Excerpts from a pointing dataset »
-----
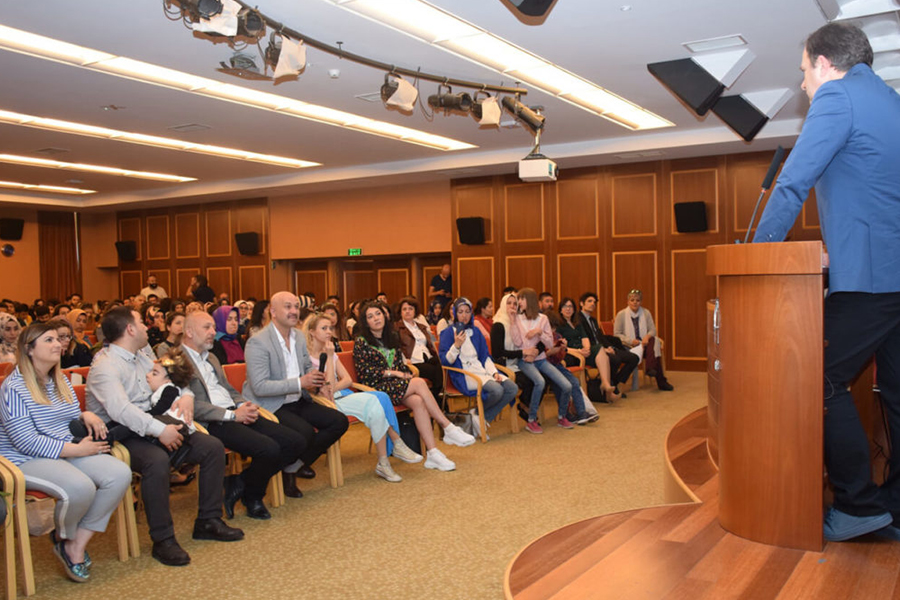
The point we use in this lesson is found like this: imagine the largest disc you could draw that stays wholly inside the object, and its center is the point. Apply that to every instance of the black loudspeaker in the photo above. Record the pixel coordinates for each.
(248, 243)
(127, 250)
(470, 230)
(690, 82)
(744, 118)
(11, 229)
(690, 217)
-----
OBJECTIVE »
Convert all of the rows above into a JSON list of strings, one string per line and no blank lines. Leave the pictures out of the result.

TASK ANSWER »
[
  "The point we use in this lesson is found like this: imagine the largest disc you could draw that stays wholly inside the object, and its center is the point. Apply that to every instance of the black loudspeaker in the photo above. Record the pixel coordinates for each.",
  "(248, 243)",
  "(127, 250)",
  "(470, 230)",
  "(690, 82)",
  "(744, 118)",
  "(11, 229)",
  "(690, 217)"
]